Copy out the lines of the entries word for word, starting at the line that contains "606, row 136." and ending at the final line of the entries.
──────── GIVEN RECORDS ────────
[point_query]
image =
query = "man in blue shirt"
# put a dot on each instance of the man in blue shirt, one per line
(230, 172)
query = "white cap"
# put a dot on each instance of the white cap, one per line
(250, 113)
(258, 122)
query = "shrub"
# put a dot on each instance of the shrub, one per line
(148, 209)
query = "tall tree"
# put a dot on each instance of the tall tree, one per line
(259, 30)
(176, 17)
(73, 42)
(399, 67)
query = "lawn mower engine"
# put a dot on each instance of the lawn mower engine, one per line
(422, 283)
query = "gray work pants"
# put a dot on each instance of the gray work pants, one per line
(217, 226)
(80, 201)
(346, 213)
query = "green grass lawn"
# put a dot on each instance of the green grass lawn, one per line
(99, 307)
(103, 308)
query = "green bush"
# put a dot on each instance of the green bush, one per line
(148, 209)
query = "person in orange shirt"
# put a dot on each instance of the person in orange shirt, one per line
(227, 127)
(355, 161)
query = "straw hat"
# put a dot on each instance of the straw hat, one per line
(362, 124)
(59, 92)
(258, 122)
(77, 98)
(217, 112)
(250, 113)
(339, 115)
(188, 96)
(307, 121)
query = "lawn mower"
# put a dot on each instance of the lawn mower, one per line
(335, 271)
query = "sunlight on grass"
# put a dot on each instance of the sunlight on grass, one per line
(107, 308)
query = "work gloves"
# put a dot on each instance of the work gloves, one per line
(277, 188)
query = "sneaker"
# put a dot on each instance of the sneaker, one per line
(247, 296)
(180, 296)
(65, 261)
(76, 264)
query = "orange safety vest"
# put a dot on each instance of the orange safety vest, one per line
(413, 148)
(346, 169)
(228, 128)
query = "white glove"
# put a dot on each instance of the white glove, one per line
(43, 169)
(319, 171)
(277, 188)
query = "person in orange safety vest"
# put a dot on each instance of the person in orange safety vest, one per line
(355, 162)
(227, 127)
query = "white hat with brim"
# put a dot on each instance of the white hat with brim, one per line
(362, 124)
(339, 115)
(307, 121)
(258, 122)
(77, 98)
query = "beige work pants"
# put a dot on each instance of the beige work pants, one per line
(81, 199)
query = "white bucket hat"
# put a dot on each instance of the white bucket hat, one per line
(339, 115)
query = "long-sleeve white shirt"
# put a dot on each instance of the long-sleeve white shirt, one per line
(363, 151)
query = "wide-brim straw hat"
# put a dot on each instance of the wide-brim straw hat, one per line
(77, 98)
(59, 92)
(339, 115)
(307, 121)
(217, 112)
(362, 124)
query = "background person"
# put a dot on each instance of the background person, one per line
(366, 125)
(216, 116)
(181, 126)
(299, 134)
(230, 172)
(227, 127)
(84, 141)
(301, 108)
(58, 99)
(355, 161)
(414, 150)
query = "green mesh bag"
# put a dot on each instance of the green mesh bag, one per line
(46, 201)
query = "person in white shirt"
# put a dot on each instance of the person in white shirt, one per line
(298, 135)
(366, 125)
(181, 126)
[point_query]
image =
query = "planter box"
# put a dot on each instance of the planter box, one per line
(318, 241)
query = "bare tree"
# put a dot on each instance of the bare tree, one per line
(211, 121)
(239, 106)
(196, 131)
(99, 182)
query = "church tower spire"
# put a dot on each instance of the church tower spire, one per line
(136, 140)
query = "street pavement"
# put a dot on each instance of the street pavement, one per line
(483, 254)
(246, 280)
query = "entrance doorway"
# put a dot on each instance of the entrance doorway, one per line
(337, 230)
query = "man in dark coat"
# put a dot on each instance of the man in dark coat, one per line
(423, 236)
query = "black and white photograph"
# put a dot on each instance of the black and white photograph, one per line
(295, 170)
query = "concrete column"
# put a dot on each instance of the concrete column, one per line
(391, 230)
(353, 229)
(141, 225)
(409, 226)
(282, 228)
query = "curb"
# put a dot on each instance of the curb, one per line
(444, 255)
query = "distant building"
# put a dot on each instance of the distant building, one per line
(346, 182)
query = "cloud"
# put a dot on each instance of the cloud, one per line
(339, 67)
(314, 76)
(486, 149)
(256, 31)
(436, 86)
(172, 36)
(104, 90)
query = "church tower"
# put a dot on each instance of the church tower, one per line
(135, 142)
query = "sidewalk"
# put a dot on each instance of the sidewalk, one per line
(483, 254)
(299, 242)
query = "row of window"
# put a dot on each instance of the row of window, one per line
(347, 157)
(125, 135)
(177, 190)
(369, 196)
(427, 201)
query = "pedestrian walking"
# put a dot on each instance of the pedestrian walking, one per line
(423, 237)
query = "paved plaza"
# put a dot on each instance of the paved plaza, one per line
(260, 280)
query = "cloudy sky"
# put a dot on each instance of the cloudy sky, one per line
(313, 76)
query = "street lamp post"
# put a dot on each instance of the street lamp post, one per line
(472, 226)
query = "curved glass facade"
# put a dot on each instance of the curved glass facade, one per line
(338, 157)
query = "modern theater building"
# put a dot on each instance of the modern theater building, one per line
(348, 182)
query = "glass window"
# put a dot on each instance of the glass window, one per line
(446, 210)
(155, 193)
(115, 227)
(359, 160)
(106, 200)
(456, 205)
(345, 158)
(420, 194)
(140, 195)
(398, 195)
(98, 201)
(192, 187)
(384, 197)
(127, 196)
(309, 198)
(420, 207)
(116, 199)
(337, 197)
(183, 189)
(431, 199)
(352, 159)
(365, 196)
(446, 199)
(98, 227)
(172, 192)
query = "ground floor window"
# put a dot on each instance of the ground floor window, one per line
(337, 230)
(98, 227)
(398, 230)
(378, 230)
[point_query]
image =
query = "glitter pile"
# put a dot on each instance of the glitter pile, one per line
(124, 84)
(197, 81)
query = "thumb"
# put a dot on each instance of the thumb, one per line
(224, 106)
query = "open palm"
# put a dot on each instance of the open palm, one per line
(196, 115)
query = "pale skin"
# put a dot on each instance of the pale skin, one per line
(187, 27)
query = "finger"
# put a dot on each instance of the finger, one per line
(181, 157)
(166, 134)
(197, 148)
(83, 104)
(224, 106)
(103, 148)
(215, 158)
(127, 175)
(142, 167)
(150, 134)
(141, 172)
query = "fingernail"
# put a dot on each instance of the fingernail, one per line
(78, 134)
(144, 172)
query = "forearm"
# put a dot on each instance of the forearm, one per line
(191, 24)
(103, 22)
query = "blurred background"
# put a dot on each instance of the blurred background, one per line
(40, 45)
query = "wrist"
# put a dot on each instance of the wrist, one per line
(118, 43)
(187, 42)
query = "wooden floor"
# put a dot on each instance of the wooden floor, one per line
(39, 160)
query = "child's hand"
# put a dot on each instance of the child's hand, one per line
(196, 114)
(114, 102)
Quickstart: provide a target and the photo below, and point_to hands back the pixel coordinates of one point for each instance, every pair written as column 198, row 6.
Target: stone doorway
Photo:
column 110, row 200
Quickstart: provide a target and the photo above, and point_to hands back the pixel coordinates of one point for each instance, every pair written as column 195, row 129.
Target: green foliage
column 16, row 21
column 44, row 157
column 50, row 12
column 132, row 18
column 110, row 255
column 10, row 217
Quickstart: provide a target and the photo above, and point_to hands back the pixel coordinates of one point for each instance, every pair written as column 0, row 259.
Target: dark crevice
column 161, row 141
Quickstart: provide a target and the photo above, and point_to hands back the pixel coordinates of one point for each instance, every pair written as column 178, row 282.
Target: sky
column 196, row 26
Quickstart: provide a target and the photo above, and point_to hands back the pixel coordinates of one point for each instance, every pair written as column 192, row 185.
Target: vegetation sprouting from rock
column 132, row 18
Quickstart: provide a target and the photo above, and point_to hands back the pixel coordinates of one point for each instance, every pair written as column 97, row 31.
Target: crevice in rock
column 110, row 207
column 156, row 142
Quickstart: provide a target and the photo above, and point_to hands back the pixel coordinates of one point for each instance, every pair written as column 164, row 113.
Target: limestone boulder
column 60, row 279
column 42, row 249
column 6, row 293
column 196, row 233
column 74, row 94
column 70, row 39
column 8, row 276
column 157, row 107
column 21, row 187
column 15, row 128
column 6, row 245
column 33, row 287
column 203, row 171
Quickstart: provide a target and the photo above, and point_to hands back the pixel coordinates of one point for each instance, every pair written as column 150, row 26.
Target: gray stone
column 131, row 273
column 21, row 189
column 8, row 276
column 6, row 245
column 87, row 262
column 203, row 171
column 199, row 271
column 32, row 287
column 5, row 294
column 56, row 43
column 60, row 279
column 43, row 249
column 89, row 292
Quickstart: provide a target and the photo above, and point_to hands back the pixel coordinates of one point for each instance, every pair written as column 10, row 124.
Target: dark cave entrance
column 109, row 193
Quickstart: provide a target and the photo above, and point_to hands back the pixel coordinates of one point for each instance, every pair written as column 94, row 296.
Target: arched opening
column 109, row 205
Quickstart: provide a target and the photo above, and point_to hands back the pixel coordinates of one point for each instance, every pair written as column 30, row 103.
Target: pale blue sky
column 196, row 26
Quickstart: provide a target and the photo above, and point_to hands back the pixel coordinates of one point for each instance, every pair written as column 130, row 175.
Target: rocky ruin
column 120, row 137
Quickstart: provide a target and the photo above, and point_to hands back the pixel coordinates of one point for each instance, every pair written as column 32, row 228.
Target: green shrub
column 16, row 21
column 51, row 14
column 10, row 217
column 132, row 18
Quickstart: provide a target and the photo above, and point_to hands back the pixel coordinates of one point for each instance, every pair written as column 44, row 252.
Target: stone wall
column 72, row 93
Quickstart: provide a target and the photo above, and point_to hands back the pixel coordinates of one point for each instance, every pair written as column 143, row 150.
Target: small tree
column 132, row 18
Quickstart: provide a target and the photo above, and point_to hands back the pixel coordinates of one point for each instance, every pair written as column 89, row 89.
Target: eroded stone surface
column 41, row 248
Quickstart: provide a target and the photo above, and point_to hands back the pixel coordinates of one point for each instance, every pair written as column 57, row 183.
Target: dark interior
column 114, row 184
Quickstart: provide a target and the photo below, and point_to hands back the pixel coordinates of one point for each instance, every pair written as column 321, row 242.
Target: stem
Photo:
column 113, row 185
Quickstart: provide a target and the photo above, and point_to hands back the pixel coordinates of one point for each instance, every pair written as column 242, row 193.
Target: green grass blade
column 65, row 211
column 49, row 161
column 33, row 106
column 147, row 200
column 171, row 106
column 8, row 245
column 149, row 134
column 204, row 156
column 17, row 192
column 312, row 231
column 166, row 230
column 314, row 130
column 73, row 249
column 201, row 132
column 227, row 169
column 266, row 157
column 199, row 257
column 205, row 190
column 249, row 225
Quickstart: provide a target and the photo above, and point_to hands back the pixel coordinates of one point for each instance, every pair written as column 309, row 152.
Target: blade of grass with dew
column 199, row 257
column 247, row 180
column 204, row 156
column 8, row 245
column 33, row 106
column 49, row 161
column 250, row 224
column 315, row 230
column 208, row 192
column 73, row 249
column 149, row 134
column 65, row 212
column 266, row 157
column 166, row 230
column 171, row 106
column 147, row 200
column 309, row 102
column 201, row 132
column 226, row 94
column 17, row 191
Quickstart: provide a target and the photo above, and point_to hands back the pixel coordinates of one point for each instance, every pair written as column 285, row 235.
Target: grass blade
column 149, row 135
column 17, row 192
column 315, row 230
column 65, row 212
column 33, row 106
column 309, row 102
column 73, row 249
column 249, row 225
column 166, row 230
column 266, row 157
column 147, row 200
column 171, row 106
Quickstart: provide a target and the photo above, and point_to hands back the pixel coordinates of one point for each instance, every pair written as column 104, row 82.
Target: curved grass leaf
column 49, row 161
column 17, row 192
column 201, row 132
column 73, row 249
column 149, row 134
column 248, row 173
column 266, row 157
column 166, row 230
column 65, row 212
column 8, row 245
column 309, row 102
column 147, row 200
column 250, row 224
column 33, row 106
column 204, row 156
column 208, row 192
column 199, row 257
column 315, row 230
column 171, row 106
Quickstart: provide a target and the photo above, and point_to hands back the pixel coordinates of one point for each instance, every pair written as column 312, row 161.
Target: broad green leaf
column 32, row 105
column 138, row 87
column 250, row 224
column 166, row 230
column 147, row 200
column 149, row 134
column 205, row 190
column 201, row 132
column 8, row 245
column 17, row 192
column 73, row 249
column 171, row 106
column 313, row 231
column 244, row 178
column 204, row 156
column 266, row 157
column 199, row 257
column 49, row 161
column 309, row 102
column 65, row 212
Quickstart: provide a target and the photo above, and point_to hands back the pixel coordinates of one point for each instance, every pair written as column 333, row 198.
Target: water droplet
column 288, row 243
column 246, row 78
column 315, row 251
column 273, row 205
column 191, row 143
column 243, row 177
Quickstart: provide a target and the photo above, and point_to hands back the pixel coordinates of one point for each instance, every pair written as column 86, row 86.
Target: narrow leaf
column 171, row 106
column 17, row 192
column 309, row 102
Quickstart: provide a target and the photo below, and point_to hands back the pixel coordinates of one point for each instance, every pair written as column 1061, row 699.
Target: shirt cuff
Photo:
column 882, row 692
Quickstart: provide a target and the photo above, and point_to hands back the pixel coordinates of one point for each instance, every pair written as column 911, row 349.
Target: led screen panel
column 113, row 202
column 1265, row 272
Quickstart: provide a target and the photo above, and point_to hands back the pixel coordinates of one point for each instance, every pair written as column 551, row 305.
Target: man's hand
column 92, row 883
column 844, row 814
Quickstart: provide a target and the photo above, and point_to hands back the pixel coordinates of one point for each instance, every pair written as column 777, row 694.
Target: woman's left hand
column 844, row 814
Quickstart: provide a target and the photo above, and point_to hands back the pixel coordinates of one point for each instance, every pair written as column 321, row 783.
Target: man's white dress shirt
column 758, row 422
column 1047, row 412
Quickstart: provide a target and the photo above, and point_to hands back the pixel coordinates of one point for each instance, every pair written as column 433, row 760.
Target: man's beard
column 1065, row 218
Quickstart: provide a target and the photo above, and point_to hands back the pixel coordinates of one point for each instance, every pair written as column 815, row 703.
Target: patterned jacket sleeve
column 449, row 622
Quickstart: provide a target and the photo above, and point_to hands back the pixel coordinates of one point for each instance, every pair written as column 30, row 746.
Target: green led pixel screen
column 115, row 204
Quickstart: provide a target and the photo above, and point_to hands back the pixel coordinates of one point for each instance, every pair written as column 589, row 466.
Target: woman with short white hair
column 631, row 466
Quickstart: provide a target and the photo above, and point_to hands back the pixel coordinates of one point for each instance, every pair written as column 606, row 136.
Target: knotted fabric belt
────────
RESPONSE
Quickstart: provide a target and the photo above, and point_to hands back the pixel coordinates of one point for each instance, every pair written as column 606, row 136.
Target: knotted fabric belt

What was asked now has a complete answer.